What you are asked to do =
Could you return every record below exactly as it stands, leaving out the pictures?
━━━━━━━━━━
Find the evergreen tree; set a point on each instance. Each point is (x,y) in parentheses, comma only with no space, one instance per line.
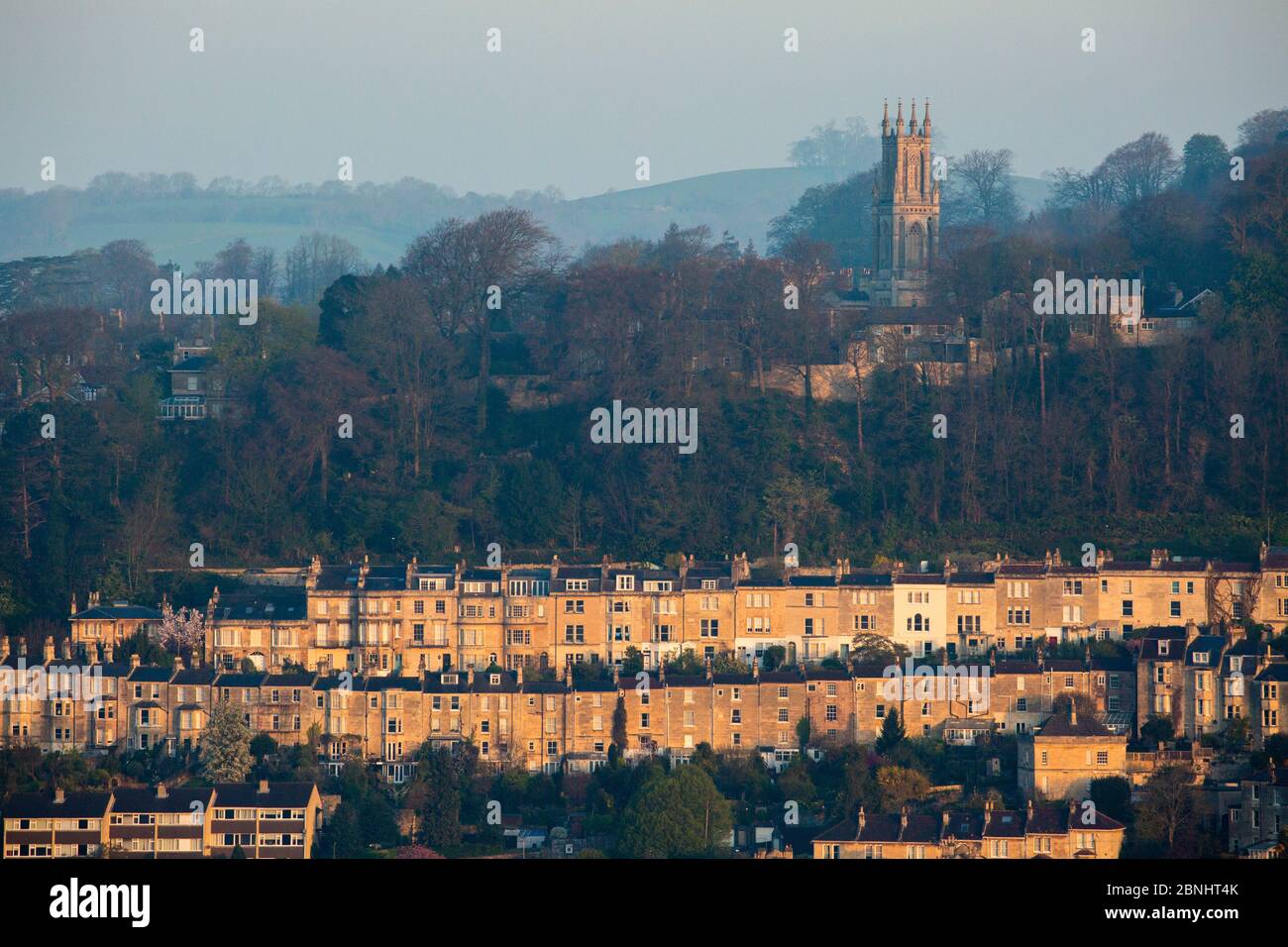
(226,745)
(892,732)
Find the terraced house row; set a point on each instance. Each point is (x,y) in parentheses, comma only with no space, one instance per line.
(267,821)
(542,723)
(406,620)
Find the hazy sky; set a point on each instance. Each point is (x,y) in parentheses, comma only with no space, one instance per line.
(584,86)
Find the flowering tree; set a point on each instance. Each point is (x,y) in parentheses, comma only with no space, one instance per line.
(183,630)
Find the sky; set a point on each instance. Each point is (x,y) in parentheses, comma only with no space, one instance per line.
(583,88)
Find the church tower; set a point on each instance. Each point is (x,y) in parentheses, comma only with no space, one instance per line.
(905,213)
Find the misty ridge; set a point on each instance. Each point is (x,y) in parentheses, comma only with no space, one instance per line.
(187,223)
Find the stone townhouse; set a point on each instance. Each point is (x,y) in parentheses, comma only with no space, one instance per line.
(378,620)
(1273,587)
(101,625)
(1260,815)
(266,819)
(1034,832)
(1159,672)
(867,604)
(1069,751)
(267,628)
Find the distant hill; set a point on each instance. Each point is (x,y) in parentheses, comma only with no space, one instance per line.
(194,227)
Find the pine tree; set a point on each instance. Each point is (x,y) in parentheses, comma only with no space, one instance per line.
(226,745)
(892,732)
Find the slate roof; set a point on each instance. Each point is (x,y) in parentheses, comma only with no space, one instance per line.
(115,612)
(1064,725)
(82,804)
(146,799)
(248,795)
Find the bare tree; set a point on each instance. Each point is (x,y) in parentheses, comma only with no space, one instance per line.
━━━━━━━━━━
Exercise output =
Find the evergreen tree; set a point on each instance. Each point is (x,y) in parentheses, comma only with no space, one instance per line.
(226,745)
(892,732)
Find the terraced house row; set a point on each instance. Each point is (x,y) in parentheses, comma only with no space, one instance per line.
(267,821)
(542,723)
(406,620)
Find the hazy sky; set a point on each instance. Each point is (x,y) in parentheses, comma only with no space, one instance per line.
(584,86)
Find the flowering tree; set a point on each instance. Each point is (x,y) in parentheses, comma only with no space, one instance per line.
(183,630)
Find the sky; set a point on each instance. Each point is (x,y) in parentheses, comma only with no space, one instance per line.
(583,88)
Find the church tower; set a point on each instance. Each point is (x,y) in parentheses, comma only with no space, one instance per line.
(905,213)
Find the misty ridge; set a point on each instance. Each point is (x,y) in parentheses, comma only with no space, one instance per line.
(187,223)
Find the stone townhouse; set a point on each instance. Each point is (x,y) in parentheses, comma only with no space, one instance per line.
(378,620)
(1273,587)
(101,625)
(1260,815)
(266,819)
(1034,832)
(1159,672)
(867,604)
(1069,751)
(267,628)
Find the distant hill; set a point on each instance. Each point is (x,y) in parentheses, comma only with no space, one instance per line.
(194,227)
Find the pine tree; set a point on each instance. Each point is (x,y) in parentheses, comma only with no space, one instance per line.
(226,745)
(892,732)
Find the slate roof; set a point on each instance. Each point is (x,y) in parentheses, comma only with no space, one instance per line.
(115,612)
(1064,725)
(82,804)
(146,799)
(248,795)
Find the bare tree; set a point on each instance. Each point is (x,y) in parentheses, comma only with no space, one instance per line.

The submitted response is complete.